> **Prompt**: Everything from the line containing "Task: indicate one point on every instance of the wheel" through the last line of the records below should be printed exactly, please, and nothing else.

> **Data shown**:
[START]
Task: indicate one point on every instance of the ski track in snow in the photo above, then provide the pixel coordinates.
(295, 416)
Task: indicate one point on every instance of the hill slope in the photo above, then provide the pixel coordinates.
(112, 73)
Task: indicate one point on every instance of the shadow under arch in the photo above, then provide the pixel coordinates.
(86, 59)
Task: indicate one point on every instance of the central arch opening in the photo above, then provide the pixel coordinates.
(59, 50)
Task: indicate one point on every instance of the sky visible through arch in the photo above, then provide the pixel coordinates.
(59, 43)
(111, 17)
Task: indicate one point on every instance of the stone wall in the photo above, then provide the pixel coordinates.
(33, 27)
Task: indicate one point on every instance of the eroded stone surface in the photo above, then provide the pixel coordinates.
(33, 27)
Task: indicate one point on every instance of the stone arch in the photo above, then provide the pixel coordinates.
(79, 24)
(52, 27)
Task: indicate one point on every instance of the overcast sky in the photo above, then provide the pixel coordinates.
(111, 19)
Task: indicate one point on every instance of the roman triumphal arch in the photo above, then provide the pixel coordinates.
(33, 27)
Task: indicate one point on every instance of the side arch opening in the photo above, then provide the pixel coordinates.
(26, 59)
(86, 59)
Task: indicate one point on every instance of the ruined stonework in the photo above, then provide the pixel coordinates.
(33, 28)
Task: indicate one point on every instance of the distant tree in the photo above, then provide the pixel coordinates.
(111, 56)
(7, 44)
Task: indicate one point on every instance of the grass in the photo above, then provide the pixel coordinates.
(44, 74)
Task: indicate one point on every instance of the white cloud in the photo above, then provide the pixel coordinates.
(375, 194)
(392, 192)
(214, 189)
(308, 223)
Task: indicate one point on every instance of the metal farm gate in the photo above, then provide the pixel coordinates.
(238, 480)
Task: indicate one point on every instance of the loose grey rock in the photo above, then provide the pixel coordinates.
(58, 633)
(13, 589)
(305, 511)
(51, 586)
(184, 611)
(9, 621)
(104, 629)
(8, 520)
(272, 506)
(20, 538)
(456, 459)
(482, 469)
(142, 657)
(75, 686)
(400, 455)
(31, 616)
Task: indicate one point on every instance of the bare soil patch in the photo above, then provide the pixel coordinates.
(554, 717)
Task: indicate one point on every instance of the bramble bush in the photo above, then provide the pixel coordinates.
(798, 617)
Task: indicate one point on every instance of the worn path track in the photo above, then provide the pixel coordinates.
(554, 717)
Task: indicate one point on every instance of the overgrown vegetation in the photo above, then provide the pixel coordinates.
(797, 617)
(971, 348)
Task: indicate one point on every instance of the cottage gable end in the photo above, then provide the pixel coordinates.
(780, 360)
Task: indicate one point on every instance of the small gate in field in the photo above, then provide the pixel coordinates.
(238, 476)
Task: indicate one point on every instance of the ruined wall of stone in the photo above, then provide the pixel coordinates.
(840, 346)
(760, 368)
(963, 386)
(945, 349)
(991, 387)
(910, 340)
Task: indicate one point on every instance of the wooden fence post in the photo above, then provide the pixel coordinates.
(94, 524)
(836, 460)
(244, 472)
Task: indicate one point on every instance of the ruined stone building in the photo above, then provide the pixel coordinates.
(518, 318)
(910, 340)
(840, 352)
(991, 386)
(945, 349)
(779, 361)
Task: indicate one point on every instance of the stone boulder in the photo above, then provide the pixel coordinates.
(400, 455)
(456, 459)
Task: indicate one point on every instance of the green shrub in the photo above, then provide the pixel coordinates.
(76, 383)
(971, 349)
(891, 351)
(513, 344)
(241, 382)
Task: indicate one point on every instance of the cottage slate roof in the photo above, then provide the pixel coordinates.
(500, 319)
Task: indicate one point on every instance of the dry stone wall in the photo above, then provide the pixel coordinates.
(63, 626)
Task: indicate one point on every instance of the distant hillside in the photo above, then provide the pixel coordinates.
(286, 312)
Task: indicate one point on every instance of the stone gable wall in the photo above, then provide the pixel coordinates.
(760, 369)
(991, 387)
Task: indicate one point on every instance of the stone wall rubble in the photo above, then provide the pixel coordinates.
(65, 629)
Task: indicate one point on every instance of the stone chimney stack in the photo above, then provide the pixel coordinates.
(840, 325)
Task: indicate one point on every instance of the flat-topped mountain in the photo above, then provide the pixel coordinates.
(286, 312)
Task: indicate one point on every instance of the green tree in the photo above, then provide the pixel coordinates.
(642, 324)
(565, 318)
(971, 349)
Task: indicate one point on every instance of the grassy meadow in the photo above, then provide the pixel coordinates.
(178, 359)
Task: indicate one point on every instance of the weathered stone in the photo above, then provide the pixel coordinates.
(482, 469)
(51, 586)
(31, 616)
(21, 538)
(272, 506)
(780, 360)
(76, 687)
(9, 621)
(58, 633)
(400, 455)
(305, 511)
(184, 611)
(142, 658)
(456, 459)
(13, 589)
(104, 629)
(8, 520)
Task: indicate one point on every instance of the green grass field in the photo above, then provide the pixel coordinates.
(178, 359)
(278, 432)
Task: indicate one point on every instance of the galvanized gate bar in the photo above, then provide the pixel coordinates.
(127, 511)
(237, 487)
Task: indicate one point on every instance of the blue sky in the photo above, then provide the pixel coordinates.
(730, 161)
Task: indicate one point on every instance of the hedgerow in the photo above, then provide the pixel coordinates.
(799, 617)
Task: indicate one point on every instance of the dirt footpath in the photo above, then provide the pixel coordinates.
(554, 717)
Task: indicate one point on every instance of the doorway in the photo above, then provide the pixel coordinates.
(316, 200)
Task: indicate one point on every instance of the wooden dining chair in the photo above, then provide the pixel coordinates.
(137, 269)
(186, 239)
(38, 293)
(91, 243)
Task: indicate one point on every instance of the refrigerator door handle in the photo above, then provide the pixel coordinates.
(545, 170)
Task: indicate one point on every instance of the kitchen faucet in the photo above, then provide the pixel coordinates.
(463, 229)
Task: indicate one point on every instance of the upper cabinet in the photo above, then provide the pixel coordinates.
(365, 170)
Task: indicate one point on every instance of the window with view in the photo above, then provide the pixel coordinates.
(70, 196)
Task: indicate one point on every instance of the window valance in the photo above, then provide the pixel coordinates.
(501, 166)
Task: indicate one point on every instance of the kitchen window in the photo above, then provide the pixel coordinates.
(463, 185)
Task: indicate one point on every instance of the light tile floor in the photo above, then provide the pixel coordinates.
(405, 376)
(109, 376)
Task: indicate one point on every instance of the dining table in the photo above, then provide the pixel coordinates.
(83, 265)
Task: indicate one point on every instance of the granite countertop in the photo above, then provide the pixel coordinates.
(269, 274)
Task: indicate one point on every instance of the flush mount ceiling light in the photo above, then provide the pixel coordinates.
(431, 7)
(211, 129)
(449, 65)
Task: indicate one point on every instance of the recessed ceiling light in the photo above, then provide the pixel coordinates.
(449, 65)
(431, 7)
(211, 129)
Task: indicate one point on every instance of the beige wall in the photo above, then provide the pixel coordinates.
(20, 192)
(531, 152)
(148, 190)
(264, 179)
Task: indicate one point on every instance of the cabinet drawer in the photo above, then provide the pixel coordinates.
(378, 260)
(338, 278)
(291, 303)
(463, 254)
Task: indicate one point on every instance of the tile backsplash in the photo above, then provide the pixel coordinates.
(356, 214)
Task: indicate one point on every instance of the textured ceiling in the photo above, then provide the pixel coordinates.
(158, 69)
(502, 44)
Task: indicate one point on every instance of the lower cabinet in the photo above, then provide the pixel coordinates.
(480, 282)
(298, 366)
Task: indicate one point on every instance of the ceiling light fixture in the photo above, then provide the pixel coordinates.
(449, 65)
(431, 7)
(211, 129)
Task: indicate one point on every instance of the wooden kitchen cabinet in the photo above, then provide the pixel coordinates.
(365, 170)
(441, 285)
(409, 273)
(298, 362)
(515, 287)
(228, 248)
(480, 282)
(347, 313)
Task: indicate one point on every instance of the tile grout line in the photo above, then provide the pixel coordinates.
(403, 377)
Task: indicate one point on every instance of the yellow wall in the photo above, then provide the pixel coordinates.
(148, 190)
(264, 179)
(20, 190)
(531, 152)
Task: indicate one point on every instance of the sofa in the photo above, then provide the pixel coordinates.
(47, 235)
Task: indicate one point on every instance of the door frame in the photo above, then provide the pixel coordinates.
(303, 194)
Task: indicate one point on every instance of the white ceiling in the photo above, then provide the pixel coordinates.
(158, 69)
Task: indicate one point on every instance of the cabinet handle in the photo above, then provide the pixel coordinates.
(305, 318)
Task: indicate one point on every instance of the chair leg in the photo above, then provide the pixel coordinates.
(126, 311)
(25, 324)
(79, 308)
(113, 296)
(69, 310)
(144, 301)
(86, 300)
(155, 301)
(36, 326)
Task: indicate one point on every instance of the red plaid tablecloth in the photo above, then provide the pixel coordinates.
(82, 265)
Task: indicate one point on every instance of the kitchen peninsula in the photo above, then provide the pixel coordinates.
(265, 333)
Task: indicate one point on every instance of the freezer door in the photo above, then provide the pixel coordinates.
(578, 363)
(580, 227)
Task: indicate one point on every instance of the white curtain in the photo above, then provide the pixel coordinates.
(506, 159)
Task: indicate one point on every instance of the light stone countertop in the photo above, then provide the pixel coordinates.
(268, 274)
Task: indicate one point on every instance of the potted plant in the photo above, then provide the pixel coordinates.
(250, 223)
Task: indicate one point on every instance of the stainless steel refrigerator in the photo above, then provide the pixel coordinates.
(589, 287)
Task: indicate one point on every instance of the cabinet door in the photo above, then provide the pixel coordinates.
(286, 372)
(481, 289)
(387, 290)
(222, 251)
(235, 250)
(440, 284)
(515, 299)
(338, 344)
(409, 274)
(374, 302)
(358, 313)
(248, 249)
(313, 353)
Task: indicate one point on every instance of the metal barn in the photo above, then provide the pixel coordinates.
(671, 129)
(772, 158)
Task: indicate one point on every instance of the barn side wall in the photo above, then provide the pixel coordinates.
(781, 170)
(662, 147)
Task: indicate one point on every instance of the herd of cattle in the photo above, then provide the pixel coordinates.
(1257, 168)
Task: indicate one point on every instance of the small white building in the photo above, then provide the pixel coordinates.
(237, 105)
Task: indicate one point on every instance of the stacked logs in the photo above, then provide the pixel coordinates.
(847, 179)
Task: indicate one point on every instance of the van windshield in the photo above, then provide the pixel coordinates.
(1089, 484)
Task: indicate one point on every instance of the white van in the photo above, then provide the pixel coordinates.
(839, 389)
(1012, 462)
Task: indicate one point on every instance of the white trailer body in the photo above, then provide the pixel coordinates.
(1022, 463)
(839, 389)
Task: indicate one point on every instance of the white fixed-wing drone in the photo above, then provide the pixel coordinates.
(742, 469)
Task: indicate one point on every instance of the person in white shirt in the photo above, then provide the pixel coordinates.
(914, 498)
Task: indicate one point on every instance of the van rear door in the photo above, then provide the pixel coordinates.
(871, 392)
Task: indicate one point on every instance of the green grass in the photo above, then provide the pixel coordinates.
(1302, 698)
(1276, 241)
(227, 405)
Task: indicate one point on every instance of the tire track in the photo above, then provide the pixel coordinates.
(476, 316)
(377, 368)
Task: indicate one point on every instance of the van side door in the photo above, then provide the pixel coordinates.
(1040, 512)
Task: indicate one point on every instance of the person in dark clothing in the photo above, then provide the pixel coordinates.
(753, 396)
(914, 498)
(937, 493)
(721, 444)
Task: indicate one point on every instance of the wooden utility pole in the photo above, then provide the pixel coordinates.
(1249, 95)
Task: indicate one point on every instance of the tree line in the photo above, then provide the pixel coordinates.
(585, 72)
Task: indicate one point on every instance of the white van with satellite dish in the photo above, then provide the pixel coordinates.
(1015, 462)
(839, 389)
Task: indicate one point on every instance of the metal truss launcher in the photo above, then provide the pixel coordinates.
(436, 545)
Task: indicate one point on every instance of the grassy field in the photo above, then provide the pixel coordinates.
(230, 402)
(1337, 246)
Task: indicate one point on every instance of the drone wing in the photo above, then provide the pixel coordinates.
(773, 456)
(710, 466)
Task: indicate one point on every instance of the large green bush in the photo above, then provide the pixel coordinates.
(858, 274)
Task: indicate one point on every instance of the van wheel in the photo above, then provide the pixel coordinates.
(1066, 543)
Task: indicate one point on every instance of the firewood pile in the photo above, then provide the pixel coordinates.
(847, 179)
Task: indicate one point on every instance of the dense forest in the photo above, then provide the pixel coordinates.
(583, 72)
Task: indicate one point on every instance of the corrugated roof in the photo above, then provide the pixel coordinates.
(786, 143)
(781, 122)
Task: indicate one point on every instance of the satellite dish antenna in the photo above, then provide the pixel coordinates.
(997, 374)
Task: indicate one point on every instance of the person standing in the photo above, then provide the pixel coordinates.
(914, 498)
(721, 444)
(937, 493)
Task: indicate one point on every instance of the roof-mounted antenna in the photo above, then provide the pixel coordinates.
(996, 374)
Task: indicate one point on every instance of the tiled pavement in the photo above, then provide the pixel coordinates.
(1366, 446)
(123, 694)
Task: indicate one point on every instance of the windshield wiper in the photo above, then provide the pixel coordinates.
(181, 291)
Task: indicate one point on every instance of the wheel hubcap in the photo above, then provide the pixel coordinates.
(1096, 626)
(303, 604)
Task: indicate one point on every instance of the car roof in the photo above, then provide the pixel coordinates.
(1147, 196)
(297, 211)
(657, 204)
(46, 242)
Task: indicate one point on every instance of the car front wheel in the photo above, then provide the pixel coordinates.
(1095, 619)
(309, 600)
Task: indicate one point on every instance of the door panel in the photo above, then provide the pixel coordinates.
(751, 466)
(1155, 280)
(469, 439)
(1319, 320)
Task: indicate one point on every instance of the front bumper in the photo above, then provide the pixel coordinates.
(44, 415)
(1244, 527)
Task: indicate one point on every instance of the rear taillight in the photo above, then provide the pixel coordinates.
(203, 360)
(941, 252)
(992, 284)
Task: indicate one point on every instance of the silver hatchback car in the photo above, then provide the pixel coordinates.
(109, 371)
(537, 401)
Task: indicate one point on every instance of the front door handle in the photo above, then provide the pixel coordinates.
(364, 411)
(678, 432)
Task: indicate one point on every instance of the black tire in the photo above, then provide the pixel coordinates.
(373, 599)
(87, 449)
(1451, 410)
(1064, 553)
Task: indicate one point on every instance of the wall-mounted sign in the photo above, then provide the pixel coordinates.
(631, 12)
[END]
> **Complete response**:
Task: indicate one point on every instance of the wheel hubcap in the photo above, then provide the pixel coordinates.
(1096, 626)
(303, 604)
Task: indicate one point on every instance of the car roof in the photo above, then provide the pixel coordinates.
(1147, 196)
(297, 211)
(657, 204)
(46, 242)
Task: indicate one point on every instance of the car front wheel in the photo above, then provide the pixel coordinates.
(1095, 619)
(309, 600)
Task: indicate one point on every instance of the door panel in the photo above, then provide the pixel coordinates.
(751, 466)
(1155, 280)
(469, 439)
(1319, 320)
Task: indicate one point on every instance of the front bumper in the photo above, then provide the pixel coordinates.
(44, 415)
(1244, 527)
Task: indicate one point on every instance of the rear taillight in the photo above, then provide the pixel coordinates.
(203, 360)
(941, 252)
(992, 284)
Task: indicate one point on every instance of the silver hatchback car in the photo above, then provide the pixel coordinates.
(109, 371)
(537, 401)
Task: indicate one point on every instance of the front door handle in the photo above, then provide the pixel coordinates.
(364, 411)
(678, 432)
Task: indicate one point on every instance of the black tire in the photo above, then provide the pixel coordinates.
(373, 599)
(87, 449)
(1451, 410)
(1064, 553)
Task: indicate one point on every instance of the wall-mounted sign in the photo above, then provide the pixel coordinates.
(631, 12)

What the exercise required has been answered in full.